Exercise brief -> Can you retype every record below exactly as written?

------ Exercise input

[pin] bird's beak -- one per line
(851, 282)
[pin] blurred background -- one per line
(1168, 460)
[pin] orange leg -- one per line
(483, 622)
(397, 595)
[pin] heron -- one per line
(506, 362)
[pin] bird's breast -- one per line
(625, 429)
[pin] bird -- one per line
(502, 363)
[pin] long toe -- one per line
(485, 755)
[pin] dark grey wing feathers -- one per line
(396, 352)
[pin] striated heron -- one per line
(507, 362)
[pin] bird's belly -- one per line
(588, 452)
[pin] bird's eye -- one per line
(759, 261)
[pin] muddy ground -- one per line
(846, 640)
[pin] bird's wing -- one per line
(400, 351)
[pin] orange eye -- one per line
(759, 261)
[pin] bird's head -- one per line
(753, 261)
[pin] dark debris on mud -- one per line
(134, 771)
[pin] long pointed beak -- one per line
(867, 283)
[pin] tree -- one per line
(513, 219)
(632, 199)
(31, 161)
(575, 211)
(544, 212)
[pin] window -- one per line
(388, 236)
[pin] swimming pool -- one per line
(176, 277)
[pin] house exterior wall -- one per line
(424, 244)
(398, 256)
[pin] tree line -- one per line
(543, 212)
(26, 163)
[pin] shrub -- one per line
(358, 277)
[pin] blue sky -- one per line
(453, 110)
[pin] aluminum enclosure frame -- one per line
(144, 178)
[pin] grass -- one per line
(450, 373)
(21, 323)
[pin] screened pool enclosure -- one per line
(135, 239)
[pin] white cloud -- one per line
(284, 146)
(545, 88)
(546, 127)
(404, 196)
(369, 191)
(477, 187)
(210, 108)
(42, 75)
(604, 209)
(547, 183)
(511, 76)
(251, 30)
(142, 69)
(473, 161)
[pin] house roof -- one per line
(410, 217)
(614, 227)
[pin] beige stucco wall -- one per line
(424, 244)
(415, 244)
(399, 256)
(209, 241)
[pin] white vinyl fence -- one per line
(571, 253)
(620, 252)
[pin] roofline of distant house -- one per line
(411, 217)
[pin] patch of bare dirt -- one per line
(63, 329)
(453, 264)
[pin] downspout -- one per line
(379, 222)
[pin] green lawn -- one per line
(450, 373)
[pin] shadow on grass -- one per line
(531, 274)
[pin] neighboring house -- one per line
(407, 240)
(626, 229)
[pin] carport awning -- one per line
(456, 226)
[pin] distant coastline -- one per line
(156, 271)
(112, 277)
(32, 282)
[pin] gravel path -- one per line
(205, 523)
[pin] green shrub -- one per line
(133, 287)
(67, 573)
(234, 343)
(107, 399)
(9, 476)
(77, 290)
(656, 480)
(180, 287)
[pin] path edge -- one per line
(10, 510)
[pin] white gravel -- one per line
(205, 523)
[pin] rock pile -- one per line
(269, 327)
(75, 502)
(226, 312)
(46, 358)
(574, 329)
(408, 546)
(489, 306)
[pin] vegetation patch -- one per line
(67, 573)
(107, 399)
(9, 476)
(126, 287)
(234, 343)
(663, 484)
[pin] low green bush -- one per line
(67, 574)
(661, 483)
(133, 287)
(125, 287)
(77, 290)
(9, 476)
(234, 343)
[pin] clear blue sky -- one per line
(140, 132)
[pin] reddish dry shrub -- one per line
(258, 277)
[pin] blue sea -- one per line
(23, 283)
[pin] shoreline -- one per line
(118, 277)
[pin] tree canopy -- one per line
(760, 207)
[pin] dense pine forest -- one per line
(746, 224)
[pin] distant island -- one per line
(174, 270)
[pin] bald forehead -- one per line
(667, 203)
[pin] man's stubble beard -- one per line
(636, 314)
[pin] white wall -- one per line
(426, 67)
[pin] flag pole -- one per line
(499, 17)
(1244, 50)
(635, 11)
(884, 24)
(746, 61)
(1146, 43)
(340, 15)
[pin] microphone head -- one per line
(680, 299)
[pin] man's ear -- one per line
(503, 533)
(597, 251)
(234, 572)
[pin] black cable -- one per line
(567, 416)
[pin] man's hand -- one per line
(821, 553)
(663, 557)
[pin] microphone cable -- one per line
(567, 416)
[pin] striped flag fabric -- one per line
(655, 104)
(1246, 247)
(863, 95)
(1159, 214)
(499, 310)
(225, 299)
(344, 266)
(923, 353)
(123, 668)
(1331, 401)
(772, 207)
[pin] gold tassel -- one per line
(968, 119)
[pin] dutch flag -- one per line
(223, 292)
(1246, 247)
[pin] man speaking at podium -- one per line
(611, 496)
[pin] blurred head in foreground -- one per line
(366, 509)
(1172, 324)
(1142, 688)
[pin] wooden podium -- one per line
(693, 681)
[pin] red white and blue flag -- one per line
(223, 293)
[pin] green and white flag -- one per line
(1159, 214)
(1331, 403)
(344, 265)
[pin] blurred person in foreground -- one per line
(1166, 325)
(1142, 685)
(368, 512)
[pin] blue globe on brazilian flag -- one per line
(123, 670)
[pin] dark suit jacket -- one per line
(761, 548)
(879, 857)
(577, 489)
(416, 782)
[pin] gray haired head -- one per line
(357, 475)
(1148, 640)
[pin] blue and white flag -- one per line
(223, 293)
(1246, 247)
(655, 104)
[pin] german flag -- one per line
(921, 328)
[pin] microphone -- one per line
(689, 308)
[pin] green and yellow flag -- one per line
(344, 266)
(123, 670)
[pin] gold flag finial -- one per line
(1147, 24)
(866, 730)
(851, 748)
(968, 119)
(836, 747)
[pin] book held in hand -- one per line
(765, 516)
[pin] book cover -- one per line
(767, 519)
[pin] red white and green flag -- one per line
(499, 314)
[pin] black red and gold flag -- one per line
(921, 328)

------------

Answer for this exercise ->
[pin] bird's beak -- one per line
(851, 282)
[pin] blurred background -- one per line
(1168, 460)
[pin] orange leg -- one per line
(483, 622)
(397, 595)
[pin] heron -- one per line
(506, 362)
[pin] bird's breast -- one per line
(625, 429)
[pin] bird -- one per line
(502, 363)
[pin] long toe -- one per line
(485, 755)
[pin] dark grey wing feathers -- one per line
(396, 352)
[pin] striated heron -- one per line
(507, 362)
[pin] bird's belly -- one per line
(588, 452)
[pin] bird's eye -- one per line
(759, 261)
[pin] muddy ground -- one per line
(846, 640)
[pin] bird's wing -- one per line
(400, 351)
[pin] orange eye -- one per line
(759, 261)
[pin] bird's head -- one per line
(753, 261)
[pin] dark debris on mud -- one per line
(134, 771)
[pin] long pointed beak -- one per line
(867, 283)
[pin] tree -- one per line
(513, 219)
(632, 199)
(31, 161)
(575, 211)
(544, 212)
[pin] window -- one per line
(388, 236)
[pin] swimming pool -- one per line
(176, 277)
[pin] house exterior wall -- one per line
(424, 244)
(398, 256)
[pin] tree line -- one per line
(543, 212)
(26, 163)
[pin] shrub -- one per line
(358, 277)
[pin] blue sky -- one per line
(453, 110)
[pin] aluminum enclosure frame -- one per line
(144, 178)
[pin] grass -- one per line
(450, 373)
(21, 323)
[pin] screened pool enclosure -- one per line
(135, 239)
[pin] white cloud -- one per line
(284, 146)
(545, 88)
(546, 127)
(404, 196)
(369, 191)
(477, 187)
(210, 108)
(42, 75)
(604, 209)
(547, 183)
(511, 76)
(251, 30)
(142, 69)
(473, 161)
[pin] house roof -- one per line
(410, 217)
(614, 227)
[pin] beige stucco wall -- one per line
(424, 244)
(415, 244)
(399, 256)
(209, 241)
[pin] white vinyl fence -- one per line
(571, 253)
(620, 252)
[pin] roofline of distant house -- one per line
(411, 217)
[pin] patch of bare dirt -- one per line
(63, 329)
(453, 264)
[pin] downspout -- one per line
(379, 222)
[pin] green lawn -- one per line
(450, 373)
[pin] shadow on grass -- one per line
(531, 274)
[pin] neighboring house -- one per line
(407, 240)
(626, 229)
[pin] carport awning -- one per line
(456, 226)
[pin] distant coastline -- one per line
(156, 271)
(112, 277)
(32, 282)
[pin] gravel path -- one per line
(205, 523)
[pin] green shrub -- one per line
(133, 287)
(67, 573)
(234, 343)
(107, 399)
(9, 476)
(77, 290)
(656, 480)
(180, 287)
[pin] path edge -- one per line
(10, 510)
[pin] white gravel -- one per line
(205, 523)
[pin] rock pile -- one per line
(269, 327)
(75, 502)
(226, 312)
(46, 358)
(574, 329)
(408, 546)
(489, 306)
[pin] vegetation patch -- one per line
(67, 573)
(107, 399)
(9, 476)
(126, 287)
(234, 343)
(663, 484)
[pin] low green bush -- one per line
(67, 574)
(661, 483)
(133, 287)
(125, 287)
(77, 290)
(9, 476)
(234, 343)
[pin] clear blue sky -- one per line
(140, 132)
[pin] reddish dry shrub -- one per line
(258, 277)
[pin] blue sea -- one per line
(23, 283)
[pin] shoreline -- one per line
(118, 277)
[pin] tree canopy -- one per line
(760, 207)
[pin] dense pine forest -- one per line
(746, 224)
[pin] distant island -- one per line
(174, 270)
[pin] bald forehead -- one per line
(667, 203)
[pin] man's stubble beard -- one per line
(636, 314)
[pin] white wall -- one per line
(426, 67)
[pin] flag pole -- one per line
(499, 17)
(1244, 50)
(635, 11)
(884, 24)
(746, 61)
(1146, 43)
(340, 15)
[pin] microphone head -- one per line
(680, 299)
[pin] man's ear -- one per line
(503, 533)
(597, 251)
(234, 572)
[pin] black cable -- one per line
(567, 416)
[pin] man's hand -- one per line
(821, 553)
(663, 557)
[pin] microphone cable -- one per line
(567, 416)
[pin] striped flag fabric -- one per line
(655, 104)
(1246, 247)
(863, 95)
(1159, 214)
(499, 310)
(225, 299)
(344, 266)
(923, 353)
(123, 668)
(1331, 401)
(772, 207)
[pin] gold tassel -- one per line
(968, 119)
[pin] dutch flag -- one per line
(223, 292)
(1246, 247)
[pin] man speaking at podium -- one per line
(611, 496)
[pin] blurred head in foreground -- one per line
(366, 509)
(1172, 324)
(1142, 688)
[pin] wooden podium -- one per line
(693, 681)
[pin] red white and blue flag -- one per line
(223, 293)
[pin] green and white flag -- one per line
(1159, 214)
(1331, 403)
(344, 265)
[pin] blurred person in foreground -- one per line
(1166, 325)
(1142, 685)
(368, 512)
[pin] blue globe on brazilian flag -- one per line
(123, 670)
[pin] dark suit jacket -- one per line
(761, 548)
(879, 857)
(577, 489)
(416, 782)
[pin] gray haired head -- one per line
(357, 475)
(1148, 640)
[pin] blue and white flag -- one per line
(223, 293)
(1246, 247)
(655, 104)
[pin] german flag -- one per line
(921, 328)
[pin] microphone -- one per line
(689, 308)
[pin] green and yellow flag -- one per line
(344, 266)
(123, 670)
[pin] gold flag finial -- one per line
(1147, 24)
(866, 730)
(851, 748)
(968, 119)
(836, 747)
[pin] book held in hand -- one per line
(765, 516)
[pin] book cover -- one per line
(767, 519)
[pin] red white and green flag -- one per line
(499, 314)
[pin] black red and gold flag -- one per line
(921, 328)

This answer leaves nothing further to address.